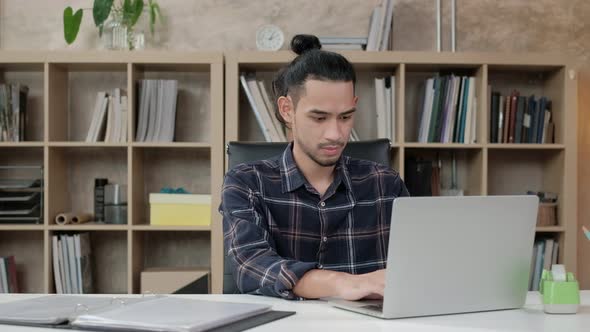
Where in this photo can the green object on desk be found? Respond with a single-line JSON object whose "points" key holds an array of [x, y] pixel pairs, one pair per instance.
{"points": [[559, 297]]}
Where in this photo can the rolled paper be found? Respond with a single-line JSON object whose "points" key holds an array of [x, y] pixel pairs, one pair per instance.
{"points": [[64, 218], [80, 218], [68, 218]]}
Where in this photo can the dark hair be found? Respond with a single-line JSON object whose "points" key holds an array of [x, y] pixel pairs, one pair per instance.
{"points": [[311, 63]]}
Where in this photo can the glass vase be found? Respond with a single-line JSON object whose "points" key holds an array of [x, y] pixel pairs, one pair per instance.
{"points": [[115, 34]]}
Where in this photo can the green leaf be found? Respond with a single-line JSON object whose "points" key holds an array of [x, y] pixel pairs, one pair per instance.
{"points": [[101, 11], [71, 24], [155, 14], [132, 11]]}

> [WORK ITEM]: Start from the line that holds "Where in this photo can the dark" and print each line to the end of the records exactly, leaving out everything before it.

> [ANSWER FOR THE TASK]:
Where in this photo can the dark hair be found? Respond with a single-line JSON object whose "points" key holds an array of [x, y] pixel pairs, one pair per instance.
{"points": [[311, 63]]}
Where in this photo can the glass vase be found? Respond with a single-line JSON object whose "points" key holds an array of [x, y] pixel pairs, one pair per instance.
{"points": [[115, 34]]}
Where in this photo can the green leaf be found? Respond with a single-line JSON object whose "points" key holds an array of [x, y] pixel pairs, one pair per instance.
{"points": [[101, 11], [71, 24], [155, 14], [132, 11]]}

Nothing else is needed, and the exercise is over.